(INSTRUCTIONS)
- A) Could you copy, word for word, the stretch of the abstract on Yu Zhi from "Paper Title: Tactical" through "of Taiping forces."?
- B) Answer these questions from the abstract on Yu Zhi:
(i) What years does it give for Yu Zhi's birth and death?
(ii) What occupation does it give for Yu Zhi?
(iii) Which three kinds of vernacular literary productions does it say he sought to deploy?
- C) Can you write the next few sentences of the abstract on Yu Zhi, picking up after its final sentence?

(DOCUMENT EXCERPT)
Paper Title: Tactical deployment of vernacular literature in wartime Jiangnan (1853-1864)
In this paper, I address the way “maverick philanthropist” Yu Zhi (1809-1874) adopted a stance on vernacular literature that allowed him to call for bans on popular works like Shuihu zhuan and Xixiang ji even as he also composed vernacular works intended for widespread consumption. I argue that during and after the Taiping War (1851-1864), this Jiangnan schoolteacher sought to tactically deploy vernacular literary productions, including plays, tanci, and baojuan, in opposition to vernacular works that he condemned for inculcating the immoral values that had drawn down heavenly judgment in the form of Taiping forces.

(DATA SHOWN)
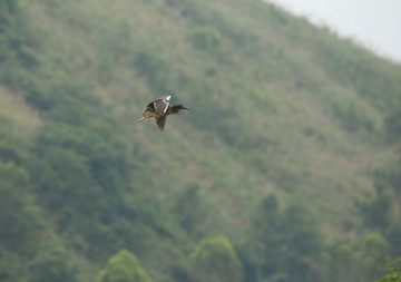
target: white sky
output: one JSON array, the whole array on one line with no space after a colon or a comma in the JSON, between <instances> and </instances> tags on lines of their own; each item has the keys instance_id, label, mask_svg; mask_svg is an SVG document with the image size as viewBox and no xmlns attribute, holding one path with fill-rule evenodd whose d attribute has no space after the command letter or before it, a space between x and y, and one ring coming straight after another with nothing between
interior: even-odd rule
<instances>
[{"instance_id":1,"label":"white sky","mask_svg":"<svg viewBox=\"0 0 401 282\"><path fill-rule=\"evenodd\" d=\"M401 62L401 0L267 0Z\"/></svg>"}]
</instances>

--

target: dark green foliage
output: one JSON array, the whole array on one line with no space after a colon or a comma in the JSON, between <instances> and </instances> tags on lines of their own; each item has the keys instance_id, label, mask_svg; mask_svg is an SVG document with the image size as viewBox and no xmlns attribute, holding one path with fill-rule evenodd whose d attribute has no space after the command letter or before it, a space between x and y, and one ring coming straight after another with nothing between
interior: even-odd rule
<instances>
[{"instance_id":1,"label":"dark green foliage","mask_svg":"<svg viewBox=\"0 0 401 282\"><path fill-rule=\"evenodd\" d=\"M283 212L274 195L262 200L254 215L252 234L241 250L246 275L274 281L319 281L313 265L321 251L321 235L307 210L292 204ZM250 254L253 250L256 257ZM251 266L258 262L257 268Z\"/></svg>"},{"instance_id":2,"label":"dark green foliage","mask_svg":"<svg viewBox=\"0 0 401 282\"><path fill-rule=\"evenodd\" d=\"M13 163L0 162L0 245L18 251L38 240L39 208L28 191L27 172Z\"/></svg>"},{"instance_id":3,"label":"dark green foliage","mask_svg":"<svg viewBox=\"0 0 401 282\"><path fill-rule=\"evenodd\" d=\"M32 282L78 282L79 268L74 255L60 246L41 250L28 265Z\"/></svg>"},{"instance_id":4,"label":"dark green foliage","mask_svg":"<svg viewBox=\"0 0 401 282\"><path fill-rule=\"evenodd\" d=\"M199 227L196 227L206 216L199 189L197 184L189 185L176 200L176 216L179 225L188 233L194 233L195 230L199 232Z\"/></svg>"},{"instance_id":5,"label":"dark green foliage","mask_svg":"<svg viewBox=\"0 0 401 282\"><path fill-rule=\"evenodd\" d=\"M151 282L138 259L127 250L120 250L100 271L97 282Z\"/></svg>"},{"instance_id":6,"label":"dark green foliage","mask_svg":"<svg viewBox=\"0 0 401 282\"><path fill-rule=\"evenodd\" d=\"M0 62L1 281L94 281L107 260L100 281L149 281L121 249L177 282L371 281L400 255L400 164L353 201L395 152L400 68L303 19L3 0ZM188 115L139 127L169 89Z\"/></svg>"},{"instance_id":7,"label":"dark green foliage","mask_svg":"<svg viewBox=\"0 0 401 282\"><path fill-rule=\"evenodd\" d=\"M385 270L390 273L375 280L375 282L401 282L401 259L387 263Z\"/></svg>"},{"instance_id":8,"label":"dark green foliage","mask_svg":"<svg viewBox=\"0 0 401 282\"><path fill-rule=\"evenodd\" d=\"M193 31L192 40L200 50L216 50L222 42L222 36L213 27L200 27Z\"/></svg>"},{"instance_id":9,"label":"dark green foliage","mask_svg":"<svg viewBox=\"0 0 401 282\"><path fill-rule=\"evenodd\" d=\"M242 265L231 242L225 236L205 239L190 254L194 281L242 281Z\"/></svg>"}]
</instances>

(RESPONSES FOR EACH TASK)
- A)
Paper Title: Tactical deployment of vernacular literature in wartime Jiangnan (1853-1864)
In this paper, I address the way “maverick philanthropist” Yu Zhi (1809-1874) adopted a stance on vernacular literature that allowed him to call for bans on popular works like Shuihu zhuan and Xixiang ji even as he also composed vernacular works intended for widespread consumption. I argue that during and after the Taiping War (1851-1864), this Jiangnan schoolteacher sought to tactically deploy vernacular literary productions, including plays, tanci, and baojuan, in opposition to vernacular works that he condemned for inculcating the immoral values that had drawn down heavenly judgment in the form of Taiping forces.

- B)
(i) 1809 and 1874.
(ii) A Jiangnan schoolteacher.
(iii) Plays, tanci, and baojuan.

- C)
Confucian evangelicals like Yu Zhi, recognizing the failure of their pedagogical methods, instead attempted to reach uneducated at their own level via the specific genres of media they were supposed to prefer. Yu proclaimed that his new plays (and by extension, the entire spread of his vernacular works) were like medications for diseases common throughout the population, remedies that maximized philanthropic efforts to heal the moral illnesses of the poor. Popular literature, particularly vernacular performance texts written for the benefit of illiterate masses were the correct medicine for the wholesale reform of society from the bottom up. Composing and distributing them was as much a philanthropic good as donating medication in plague time. In other words, during the mid 19th century, vernacular literature was the only thing standing between the average Chinese and death by heaven’s painful retribution, embodied here by battalions of long-haired Taipings.